▶ [Text section]:
::::
Active / Powered Speakers + USB DAC Vs Passive Speakers + Integrated Amp with built-in DAC: what's best? Discuss

Thank you very much for this! However, you seem to imply that what the chip is in a DAC is ultimately irrelevant to its performance, and only mentioned (always in glowing terms claiming it as the best in the business) by outboard DAC manufacturers as a marketing ploy. I can be cynical enough fully to accept that but you must admit it raises two sets of questions, namely: 1) In that case, what makes for the price difference between a £65 Dragonfly and a >£1500 DAC produced by the likes of dCS or PSAudio or whoever… the entire PiHAT adventure seems to prove that circuitry, in and of itself, isn’t it? Then what? And 2) Why would anyone then opt for the specialised, differentiated, entire-unto-itself DAC box over a more ‘integrated’ solution, be that housed in an amp or an active speaker?

One reason would be so you could switch DAC’s without switching out your entire sound system. I prefer independent devices versus combo devices.

Thank you again! I’m gonna forego asking questions about the equivalence you raised regarding the cartridge-tonearm-turntable system and the transport-clock-DAC system for now, and focus on what you say re|: Pro-Ject and their seemingly inexhaustible add-ons. The reason why I want a T1 Phono SB is definitely not the phono but just as definitely is the SB: as someone who was used, in my analogue days, to a cheap-but-efficient direct-drive SL1200 clone and is still in possession of almost as many 45rpm vinyl than 33rpm, the idea that I have to change the belt manually makes me feel almost as sick as that of the LP12 going through digital chicanery. That, to my great consternation, rules out any and all of the Regas. But, to push your comment further into practical considerations, am I to understand that I’d do well therefore to bypass the Pro-ject’s own phono stage and hook it via phono cables to the Sprout (or any other amp’s) phono input? I have always suspected as much but a confirmation would be handy… Thanks again.

I have always thought the same @Jim_F and still do if you want to squeeze the maximum flexibility and performance out of your setup. Having said this, after I added a pair of Dutch and Dutch 8Cs to my house (not my main listening room) I was blown away by what can be achieved in an integrated setup of this sort for sound quality (that punches way, way above its price), simplicity (2 speakers, vs 2 speakers, pre amp, amp etc, etc) and sound optimized for the room (the speaker have built in parametric equalizers and (supposedly) REW integration coming). The gap between the 2 approaches is getting much, much smaller.

That may be true, however, it’s easier to switch out individual components than an entire system. My next purchase, if I buy anything else, will be an amp and passive speakers to go with my Nucleus and Oppo 203. I’ll use my Bose system for TV only.

Of course that’s true and I noted it. My point however, is that the given the performance level of some of these integrated systems, the reason to change components frequently is diminishing as the upside in sound is getting harder to achieve as the gap narrows. Having said all this, I still have separates in my main listening room…:slight_smile:

I would always recommend individual components unless there is some integrated device that is totally superior in SQ.
::::
▶ [Data rows]:
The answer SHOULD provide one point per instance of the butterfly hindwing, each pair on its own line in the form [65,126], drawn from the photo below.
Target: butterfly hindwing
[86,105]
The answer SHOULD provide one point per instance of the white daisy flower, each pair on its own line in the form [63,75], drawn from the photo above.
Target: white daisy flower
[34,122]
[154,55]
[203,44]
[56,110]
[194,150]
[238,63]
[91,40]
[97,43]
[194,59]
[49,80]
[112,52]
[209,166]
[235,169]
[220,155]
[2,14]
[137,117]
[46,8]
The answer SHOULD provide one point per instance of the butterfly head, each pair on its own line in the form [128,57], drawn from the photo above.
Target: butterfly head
::::
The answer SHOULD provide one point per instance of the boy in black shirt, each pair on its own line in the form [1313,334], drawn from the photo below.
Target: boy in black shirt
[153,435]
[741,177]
::::
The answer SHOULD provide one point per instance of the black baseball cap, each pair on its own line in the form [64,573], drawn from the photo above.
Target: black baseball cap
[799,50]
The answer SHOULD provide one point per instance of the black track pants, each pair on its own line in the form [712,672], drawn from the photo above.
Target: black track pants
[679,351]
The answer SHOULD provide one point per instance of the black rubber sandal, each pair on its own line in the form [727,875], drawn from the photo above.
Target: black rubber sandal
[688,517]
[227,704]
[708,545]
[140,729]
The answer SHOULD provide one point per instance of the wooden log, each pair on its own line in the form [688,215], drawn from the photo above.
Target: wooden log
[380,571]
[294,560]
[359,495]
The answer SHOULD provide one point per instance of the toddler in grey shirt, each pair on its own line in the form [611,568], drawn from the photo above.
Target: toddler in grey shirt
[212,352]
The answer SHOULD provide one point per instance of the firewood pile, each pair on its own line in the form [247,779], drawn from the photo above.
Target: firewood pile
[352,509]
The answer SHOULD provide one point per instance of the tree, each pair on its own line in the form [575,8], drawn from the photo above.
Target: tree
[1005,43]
::::
▶ [What to work on]:
(1) Turn the entries into a JSON list of strings with one string per line, skipping blank lines. Start at the line that has "[65,126], drawn from the photo below." and end after the line that has "Target: butterfly head".
(2) Continue the forum thread on active and passive speakers from the point where it stops.
The discussion of speakers and the entries were taken from separate sources.

▶ [Task-by-task outputs]:
(1)
[
  "The answer SHOULD provide one point per instance of the butterfly hindwing, each pair on its own line in the form [65,126], drawn from the photo below.",
  "Target: butterfly hindwing",
  "[86,105]",
  "The answer SHOULD provide one point per instance of the white daisy flower, each pair on its own line in the form [63,75], drawn from the photo above.",
  "Target: white daisy flower",
  "[34,122]",
  "[154,55]",
  "[203,44]",
  "[56,110]",
  "[194,150]",
  "[238,63]",
  "[91,40]",
  "[97,43]",
  "[194,59]",
  "[49,80]",
  "[112,52]",
  "[209,166]",
  "[235,169]",
  "[220,155]",
  "[2,14]",
  "[137,117]",
  "[46,8]",
  "The answer SHOULD provide one point per instance of the butterfly head, each pair on its own line in the form [128,57], drawn from the photo above.",
  "Target: butterfly head"
]

(2)
I started a whole thread on that topic, last year.

But you know, there really are some reasons. USB-powered DACs can pick up whatever electrical noise might be on the USB cable, so devoting some engineering to signal isolation makes some sense. The filters necessary for proper shaping of the analog signal from the digital input can be compute-intensive, so some pre-processing with the equivalent of a GPU can improve the signal. And you need to do that for two channels. And many audio companies don’t sell a lot of units, so the built-in markup is phenomenal.

What James says is the general rationale (upgrade separately), but I agree with Craig on this: the pace of advancement in DAC technology has slowed enough that buying something with a built-in D/A is probably OK. If I recall correctly, the Dutch & Dutch system has some kind of pull-out tray with the DAC/preamp on it which theoretically can be upgraded separately from the speakers.

It certainly rules out the Planar 1 and Planar 2. The Planar 3 can be powered externally by a Rega Neo PSU (sold separately) which allows for 33/45 speed changes with a button press. Externalising the power supply also offers a small boost in performance. The Planar 6 and above are all now supplied with an external power supply which allows button-press speed change. This is because the more you change the belt, the more you stretch and fatigue it leading to less accurate rotations. Voltage regulated rotation isn’t just convenient, its much more accurate and preserves the belt.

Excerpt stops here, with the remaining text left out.